=== Supplied records ===

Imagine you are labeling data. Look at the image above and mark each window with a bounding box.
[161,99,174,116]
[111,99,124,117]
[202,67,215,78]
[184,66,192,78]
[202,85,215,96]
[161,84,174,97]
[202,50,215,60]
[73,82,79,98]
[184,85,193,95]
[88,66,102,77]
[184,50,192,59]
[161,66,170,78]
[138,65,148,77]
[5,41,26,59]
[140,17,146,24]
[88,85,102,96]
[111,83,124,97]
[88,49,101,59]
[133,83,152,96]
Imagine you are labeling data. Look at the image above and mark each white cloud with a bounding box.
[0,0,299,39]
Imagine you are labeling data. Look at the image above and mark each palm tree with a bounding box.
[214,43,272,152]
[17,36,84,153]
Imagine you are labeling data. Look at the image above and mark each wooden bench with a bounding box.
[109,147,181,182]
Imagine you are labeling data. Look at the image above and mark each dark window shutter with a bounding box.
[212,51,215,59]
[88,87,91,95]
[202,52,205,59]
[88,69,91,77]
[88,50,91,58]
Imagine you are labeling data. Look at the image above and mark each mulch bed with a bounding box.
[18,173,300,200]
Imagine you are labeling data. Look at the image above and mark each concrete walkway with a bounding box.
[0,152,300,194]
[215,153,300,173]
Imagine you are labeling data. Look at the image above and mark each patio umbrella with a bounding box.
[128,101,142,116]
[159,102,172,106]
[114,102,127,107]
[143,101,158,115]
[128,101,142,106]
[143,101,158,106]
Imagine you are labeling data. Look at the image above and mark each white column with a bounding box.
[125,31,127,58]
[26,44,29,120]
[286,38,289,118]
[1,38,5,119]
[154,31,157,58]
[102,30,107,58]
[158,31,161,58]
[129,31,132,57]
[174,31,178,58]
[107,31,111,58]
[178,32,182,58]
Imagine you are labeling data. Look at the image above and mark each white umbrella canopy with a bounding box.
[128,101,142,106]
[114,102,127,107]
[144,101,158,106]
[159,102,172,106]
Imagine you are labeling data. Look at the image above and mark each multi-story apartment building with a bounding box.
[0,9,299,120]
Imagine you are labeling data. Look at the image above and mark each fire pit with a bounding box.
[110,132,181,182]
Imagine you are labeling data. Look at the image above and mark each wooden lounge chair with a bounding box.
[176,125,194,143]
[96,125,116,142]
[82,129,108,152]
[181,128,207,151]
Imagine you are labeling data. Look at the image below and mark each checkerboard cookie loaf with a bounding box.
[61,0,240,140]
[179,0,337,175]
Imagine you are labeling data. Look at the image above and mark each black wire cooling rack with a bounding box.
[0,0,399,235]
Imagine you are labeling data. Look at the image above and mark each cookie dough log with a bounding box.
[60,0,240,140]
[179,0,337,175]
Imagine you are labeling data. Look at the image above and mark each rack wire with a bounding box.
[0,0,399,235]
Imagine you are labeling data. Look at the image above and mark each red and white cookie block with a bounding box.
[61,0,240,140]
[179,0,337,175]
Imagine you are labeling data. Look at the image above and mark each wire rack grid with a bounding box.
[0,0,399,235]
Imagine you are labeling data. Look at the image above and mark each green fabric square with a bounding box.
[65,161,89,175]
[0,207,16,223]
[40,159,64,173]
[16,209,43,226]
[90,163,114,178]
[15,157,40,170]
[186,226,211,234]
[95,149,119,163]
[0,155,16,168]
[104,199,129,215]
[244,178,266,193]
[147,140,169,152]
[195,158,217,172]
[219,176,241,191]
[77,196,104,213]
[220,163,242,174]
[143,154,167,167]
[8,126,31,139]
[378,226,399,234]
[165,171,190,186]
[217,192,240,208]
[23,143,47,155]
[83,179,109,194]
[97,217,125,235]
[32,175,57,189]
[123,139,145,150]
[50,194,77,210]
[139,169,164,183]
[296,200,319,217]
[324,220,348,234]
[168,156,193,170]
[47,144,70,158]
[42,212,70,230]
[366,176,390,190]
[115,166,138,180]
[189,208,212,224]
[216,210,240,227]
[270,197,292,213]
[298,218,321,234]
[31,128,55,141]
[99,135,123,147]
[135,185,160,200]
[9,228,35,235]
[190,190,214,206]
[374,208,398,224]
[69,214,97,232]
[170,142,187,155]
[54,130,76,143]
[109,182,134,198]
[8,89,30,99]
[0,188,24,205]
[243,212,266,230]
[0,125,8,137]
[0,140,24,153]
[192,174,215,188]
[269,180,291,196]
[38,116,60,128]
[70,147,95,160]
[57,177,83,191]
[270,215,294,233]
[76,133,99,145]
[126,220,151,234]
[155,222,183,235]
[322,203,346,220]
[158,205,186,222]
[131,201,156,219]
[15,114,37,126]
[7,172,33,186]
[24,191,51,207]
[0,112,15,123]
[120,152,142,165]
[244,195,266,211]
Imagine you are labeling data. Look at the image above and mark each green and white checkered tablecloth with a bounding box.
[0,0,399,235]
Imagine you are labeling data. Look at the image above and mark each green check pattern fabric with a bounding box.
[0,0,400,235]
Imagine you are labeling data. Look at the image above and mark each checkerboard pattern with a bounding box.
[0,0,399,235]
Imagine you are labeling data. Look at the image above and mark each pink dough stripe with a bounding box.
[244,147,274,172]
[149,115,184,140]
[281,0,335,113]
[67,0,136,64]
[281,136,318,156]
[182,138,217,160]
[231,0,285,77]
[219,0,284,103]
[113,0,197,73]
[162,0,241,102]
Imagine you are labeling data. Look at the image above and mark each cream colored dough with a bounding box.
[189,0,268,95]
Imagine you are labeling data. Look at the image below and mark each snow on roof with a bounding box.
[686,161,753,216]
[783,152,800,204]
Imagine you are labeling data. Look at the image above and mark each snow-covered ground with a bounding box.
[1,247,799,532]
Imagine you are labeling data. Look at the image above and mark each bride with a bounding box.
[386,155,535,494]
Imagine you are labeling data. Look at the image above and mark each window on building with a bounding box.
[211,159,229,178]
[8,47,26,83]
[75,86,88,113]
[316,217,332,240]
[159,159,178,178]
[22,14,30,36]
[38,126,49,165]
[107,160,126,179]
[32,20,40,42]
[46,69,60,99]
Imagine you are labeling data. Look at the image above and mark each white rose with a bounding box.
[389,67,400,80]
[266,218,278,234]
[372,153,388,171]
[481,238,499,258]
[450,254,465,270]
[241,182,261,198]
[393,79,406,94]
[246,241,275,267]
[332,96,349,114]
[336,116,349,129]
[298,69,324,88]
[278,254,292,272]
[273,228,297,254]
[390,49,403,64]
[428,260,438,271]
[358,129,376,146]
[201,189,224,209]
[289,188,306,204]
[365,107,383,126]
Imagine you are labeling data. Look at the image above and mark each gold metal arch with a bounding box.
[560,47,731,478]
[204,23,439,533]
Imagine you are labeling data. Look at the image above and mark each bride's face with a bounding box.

===

== Your assignment ==
Exactly reproduce every record.

== Completed task ==
Imagine you are labeling data. Look at the image above and mark each window with a bounding box.
[161,99,174,116]
[111,99,124,117]
[202,67,215,78]
[184,66,192,78]
[202,85,215,96]
[161,84,174,97]
[202,50,215,60]
[73,82,79,98]
[184,85,193,95]
[88,66,102,77]
[184,50,192,59]
[161,66,170,78]
[138,65,148,77]
[5,41,26,59]
[140,17,146,24]
[88,85,102,96]
[111,83,124,97]
[88,49,101,59]
[133,83,152,96]
Imagine you are labeling data. Look at the image above and mark each white cloud with a bounding box.
[0,0,299,39]
Imagine you are labeling data. Look at the image above and mark each palm tree with a bounding box.
[214,43,272,152]
[17,36,84,153]
Imagine you are labeling data. Look at the image above and mark each wooden bench with a bounding box.
[109,147,181,182]
Imagine you are labeling data. Look at the image above and mark each dark window shutter with a bounding box.
[212,51,215,59]
[88,87,91,95]
[202,52,205,59]
[88,69,91,77]
[88,50,91,58]
Imagine you are labeling data. Look at the image above and mark each mulch bed with a bounding box.
[18,173,300,200]
Imagine you are labeling data. Look at the image above and mark each concrete walkway with a bounding box.
[0,152,300,194]
[215,153,300,173]
Imagine you are labeling data. Look at the image above and mark each patio umbrella with a bounding box.
[128,101,142,116]
[159,102,172,106]
[114,102,127,107]
[143,101,158,115]
[128,101,142,106]
[143,101,158,106]
Imagine you are labeling data. Look at the image above and mark each white column with a bounding box.
[125,31,127,58]
[26,44,29,120]
[286,38,289,118]
[1,38,5,119]
[154,31,157,58]
[102,30,107,58]
[158,31,161,58]
[129,31,132,57]
[174,31,178,58]
[107,31,111,58]
[178,32,182,58]
Imagine you are labeling data. Look at the image above and mark each white umbrella canopy with a bounding box.
[128,101,142,106]
[114,102,127,107]
[144,101,158,106]
[159,102,172,106]
Imagine you are labeling data. Look at the image above and mark each multi-story apartment building with a bounding box.
[0,9,299,120]
Imagine you are labeling data. Look at the image above and mark each fire pit with a bounding box.
[110,132,181,182]
Imagine you are labeling data. Look at the image above and mark each wooden lounge chair with a bounding box.
[176,125,194,143]
[96,125,116,142]
[82,129,108,152]
[181,128,207,151]
Imagine you are labeling data. Look at the image below and mark each checkerboard cookie loaf with a bounding box.
[61,0,240,140]
[179,0,337,175]
Imagine you are labeling data. Look at the image above and mark each black wire cooling rack with a bounding box.
[0,0,399,235]
Imagine you are labeling data. Look at the image above and mark each cookie dough log with a bounding box.
[60,0,240,140]
[179,0,337,175]
Imagine you are labeling data. Look at the image above and mark each rack wire with a bounding box.
[0,0,399,235]
Imagine you are labeling data. Look at the image above and mark each red and white cookie block with a bounding box.
[61,0,240,140]
[179,0,337,175]
Imagine you are labeling data. Look at the image above and mark each wire rack grid with a bounding box.
[0,0,399,235]
Imagine you are labeling data. Look at the image above and mark each green fabric square with a bounding box.
[65,161,89,175]
[0,207,16,223]
[40,159,64,173]
[16,209,43,226]
[90,163,114,178]
[15,157,40,170]
[186,226,211,234]
[95,149,119,163]
[0,155,16,168]
[104,199,129,215]
[244,178,266,193]
[147,140,169,152]
[195,158,217,172]
[219,176,241,191]
[77,196,104,213]
[220,163,242,174]
[143,154,167,167]
[8,126,31,139]
[378,226,399,234]
[165,171,190,186]
[217,192,240,208]
[23,143,47,155]
[83,179,109,194]
[97,217,125,235]
[32,175,57,189]
[123,139,145,150]
[50,194,77,210]
[139,169,164,183]
[296,200,319,217]
[324,220,348,234]
[168,156,193,170]
[47,144,70,158]
[42,212,70,230]
[366,176,390,190]
[115,166,138,180]
[189,208,212,224]
[216,210,240,227]
[270,197,292,213]
[298,218,321,234]
[31,128,55,141]
[99,135,123,147]
[135,185,160,200]
[9,228,35,235]
[190,190,214,206]
[374,208,398,224]
[69,214,97,232]
[170,142,187,155]
[54,130,76,143]
[109,182,134,198]
[8,89,30,99]
[0,188,24,205]
[243,212,266,230]
[0,125,8,137]
[0,140,24,153]
[192,174,215,188]
[269,180,291,196]
[38,116,60,128]
[70,147,95,160]
[57,177,83,191]
[270,215,294,233]
[76,133,99,145]
[126,220,151,234]
[155,222,183,235]
[322,203,346,220]
[158,205,186,222]
[131,201,156,219]
[15,114,37,126]
[7,172,33,186]
[24,191,51,207]
[0,112,15,123]
[120,152,142,165]
[244,195,266,211]
Imagine you are labeling data. Look at the image above and mark each green and white checkered tablecloth with a bounding box.
[0,0,399,235]
Imagine you are labeling data. Look at the image above and mark each green check pattern fabric with a bounding box.
[0,0,400,235]
Imagine you are labeling data. Look at the image above and mark each checkerboard pattern with a bounding box.
[0,0,399,235]
Imagine you are labeling data. Look at the image above and mark each pink dough stripe with a bounding box.
[244,147,274,172]
[149,115,184,140]
[281,0,335,113]
[67,0,136,64]
[281,136,318,156]
[182,138,217,160]
[231,0,285,77]
[219,0,284,103]
[113,0,197,73]
[162,0,241,102]
Imagine you are labeling data. Look at the image above and mark each cream colored dough with a bounding box.
[189,0,268,95]
Imagine you are labeling data. Look at the image below and mark each snow on roof with a bounding box.
[686,161,753,216]
[783,152,800,204]
Imagine you are labeling data. Look at the image above and mark each snow-covered ground with a bounding box.
[1,247,799,532]
Imagine you are labeling data. Look at the image above and mark each bride with a bounding box.
[386,155,535,494]
Imagine you are labeling data. Look at the image above and mark each window on building with a bounding box.
[211,159,229,178]
[8,47,26,83]
[75,86,88,113]
[316,217,332,240]
[159,159,178,178]
[22,14,30,36]
[38,126,49,165]
[107,160,126,179]
[32,20,40,42]
[46,69,60,99]
Imagine you are labeling data. Look at the image above and mark each white rose with a bounding box.
[389,67,400,80]
[266,218,278,234]
[372,153,388,171]
[481,238,499,258]
[450,254,465,270]
[241,182,261,198]
[393,79,406,94]
[246,241,275,267]
[332,96,349,114]
[336,116,349,129]
[298,69,324,88]
[278,254,292,272]
[273,228,297,254]
[390,49,403,64]
[428,260,438,271]
[358,129,376,146]
[201,189,224,209]
[289,188,306,204]
[365,107,383,126]
Imagine you are labeling data. Look at the image above and mark each gold metal arch with a bounding box.
[560,47,731,478]
[204,23,439,533]
Imagine you are labeling data. Look at the image above and mark each bride's face with a bounding box.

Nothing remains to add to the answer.